- **EXERCISE REQUIREMENTS**:
Without skipping any entry, transcribe the data word for word.

= = = = =

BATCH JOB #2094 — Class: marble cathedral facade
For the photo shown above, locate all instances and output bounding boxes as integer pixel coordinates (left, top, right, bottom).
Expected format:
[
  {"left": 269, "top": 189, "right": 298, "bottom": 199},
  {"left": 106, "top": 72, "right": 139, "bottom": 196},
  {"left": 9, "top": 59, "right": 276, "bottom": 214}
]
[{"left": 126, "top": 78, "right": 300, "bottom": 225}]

= = = = =

- **RESULT**:
BATCH JOB #2094 — Class: marble cathedral facade
For the photo shown above, locate all instances and output bounding boxes as integer pixel coordinates (left, top, right, bottom).
Expected format:
[
  {"left": 269, "top": 189, "right": 298, "bottom": 199},
  {"left": 106, "top": 72, "right": 139, "bottom": 196},
  {"left": 9, "top": 59, "right": 276, "bottom": 214}
]
[{"left": 126, "top": 78, "right": 300, "bottom": 225}]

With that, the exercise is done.